═══ Brano da leggere ═══
SONO L’ULTIMA MADRE, CHE PRENDE L’ULTIMA BAMBINA RIMASTA

 

Arrivare per ultima. Ultima. Ultima.

L’avessi fatto a tuo fratello avrebbero chiamato i servizi sociali. La croce verde di Baggio. L’ospedale San Carlo. L’avrei trovato svenuto per i pianti, agonizzante. Poi avrebbero ricoverato entrambi, per maltrattamenti reciproci, per sincope parallela.

Avrei avuto un senso di colpa misto a rabbia per quella sua impazienza terrorizzata dalla perdita di controllo. Quella sua capacità di caricarti addosso le sue paure e fartele diventare colpe. Tanto che poi non le distingui più.

Invece eri tu. Sarà per quello che ho corso, ma a cuor leggero.

In qualche momento dell’ingranaggio, non so dove, ho sbagliato qualcosa.

Prendere tua sorella dal lettino, le calzine, i leggings col fiocchetto di brillantini, il berretto da bebè che le fa il viso tondo come l’oblò di una nave, legarglielo sotto al mento dicendo guarda in su. La giacca, scaraventarla nel passeggino, le scarpe, le sue, le mie.

Tutto come sempre. E invece era irrimediabilmente tardi.

Ho cominciato ad accorgermene e ho corso, mi sono perdonata per le cacche che avrei pestato, per i pedoni che avrei scansato malamente, le foglie che avrei scompaginato, i cani che avrei spaventato, lungo il parchetto dove viaggiavo in senso opposto al mondo.

Ho avuto la fortuna di un vigile clemente, la volata sulle strisce pedonali, dai passa, mi fa segno con la mano nel guanto. Il cancello è fitto di via vai, eppure, superata la barriera, trovo il cortile punteggiato da pochi reduci infreddoliti. Non devo nemmeno lottare per trovare un varco al passeggino. Lo spazio mi obbedisce.
═══ Elenco estratto ═══
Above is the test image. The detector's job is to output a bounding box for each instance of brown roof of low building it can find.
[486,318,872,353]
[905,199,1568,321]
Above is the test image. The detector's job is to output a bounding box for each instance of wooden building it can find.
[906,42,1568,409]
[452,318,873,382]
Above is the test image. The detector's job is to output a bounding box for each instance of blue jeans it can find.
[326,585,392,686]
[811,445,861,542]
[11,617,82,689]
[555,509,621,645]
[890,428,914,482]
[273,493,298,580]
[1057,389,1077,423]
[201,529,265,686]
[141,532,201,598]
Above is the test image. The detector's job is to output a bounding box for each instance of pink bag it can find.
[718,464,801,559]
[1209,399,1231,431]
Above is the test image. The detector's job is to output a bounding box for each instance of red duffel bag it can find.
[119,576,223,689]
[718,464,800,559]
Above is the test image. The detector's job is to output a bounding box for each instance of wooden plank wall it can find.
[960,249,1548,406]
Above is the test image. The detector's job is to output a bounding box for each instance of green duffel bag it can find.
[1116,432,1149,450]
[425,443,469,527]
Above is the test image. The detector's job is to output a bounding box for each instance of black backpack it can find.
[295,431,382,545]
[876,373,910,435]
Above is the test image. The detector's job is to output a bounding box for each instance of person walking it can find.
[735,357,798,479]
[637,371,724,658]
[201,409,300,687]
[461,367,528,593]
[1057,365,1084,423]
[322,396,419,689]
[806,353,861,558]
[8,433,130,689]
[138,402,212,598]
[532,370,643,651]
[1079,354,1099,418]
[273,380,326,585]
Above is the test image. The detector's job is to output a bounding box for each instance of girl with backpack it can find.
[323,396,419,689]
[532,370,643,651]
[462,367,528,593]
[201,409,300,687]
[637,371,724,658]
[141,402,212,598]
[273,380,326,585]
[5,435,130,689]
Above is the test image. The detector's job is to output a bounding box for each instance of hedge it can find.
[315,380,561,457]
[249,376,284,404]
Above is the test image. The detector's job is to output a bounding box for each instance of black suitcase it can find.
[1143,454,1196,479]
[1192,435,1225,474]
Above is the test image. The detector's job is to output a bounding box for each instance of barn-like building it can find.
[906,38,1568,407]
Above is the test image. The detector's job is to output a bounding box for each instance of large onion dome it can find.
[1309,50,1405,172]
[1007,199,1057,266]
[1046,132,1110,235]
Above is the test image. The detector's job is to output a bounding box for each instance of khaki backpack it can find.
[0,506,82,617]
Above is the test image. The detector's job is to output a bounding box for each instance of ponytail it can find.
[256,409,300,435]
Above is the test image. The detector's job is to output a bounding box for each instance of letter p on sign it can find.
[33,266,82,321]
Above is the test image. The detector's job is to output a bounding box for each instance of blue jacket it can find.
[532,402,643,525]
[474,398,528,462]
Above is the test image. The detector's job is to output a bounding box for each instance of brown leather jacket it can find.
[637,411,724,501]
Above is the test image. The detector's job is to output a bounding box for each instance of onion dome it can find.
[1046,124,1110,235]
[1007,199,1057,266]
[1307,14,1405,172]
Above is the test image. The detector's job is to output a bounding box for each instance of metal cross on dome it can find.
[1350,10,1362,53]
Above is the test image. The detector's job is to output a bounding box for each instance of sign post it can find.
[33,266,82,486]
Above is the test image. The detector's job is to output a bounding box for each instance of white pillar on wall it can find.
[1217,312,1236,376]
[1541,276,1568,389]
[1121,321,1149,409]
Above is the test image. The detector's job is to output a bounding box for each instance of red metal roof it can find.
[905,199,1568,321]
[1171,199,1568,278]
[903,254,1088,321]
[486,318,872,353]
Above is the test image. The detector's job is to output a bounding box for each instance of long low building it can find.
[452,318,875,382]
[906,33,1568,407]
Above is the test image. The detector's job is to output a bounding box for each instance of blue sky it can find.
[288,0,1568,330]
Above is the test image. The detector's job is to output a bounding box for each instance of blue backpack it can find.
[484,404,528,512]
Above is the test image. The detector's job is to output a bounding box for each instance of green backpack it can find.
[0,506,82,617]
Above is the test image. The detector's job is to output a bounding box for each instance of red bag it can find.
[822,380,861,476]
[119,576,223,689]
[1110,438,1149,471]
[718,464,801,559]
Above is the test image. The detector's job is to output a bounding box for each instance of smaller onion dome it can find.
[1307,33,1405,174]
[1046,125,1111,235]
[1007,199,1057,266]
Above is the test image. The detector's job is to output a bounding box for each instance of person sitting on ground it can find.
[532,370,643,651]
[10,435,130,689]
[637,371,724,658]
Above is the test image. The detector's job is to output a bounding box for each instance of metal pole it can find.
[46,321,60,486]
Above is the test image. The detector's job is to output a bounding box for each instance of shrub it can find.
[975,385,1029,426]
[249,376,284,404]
═══
*Consegna dell'esercizio*
Rispondi brevemente a queste domande sul brano.
(a) Quale ospedale viene nominato?
(b) Che cosa decora i leggings della sorella?
(c) Con che cosa il vigile fa segno di passare?

*Risultato del compito*
(a) Viene nominato l'ospedale San Carlo.
(b) I leggings hanno un fiocchetto di brillantini.
(c) Il vigile fa segno con la mano nel guanto.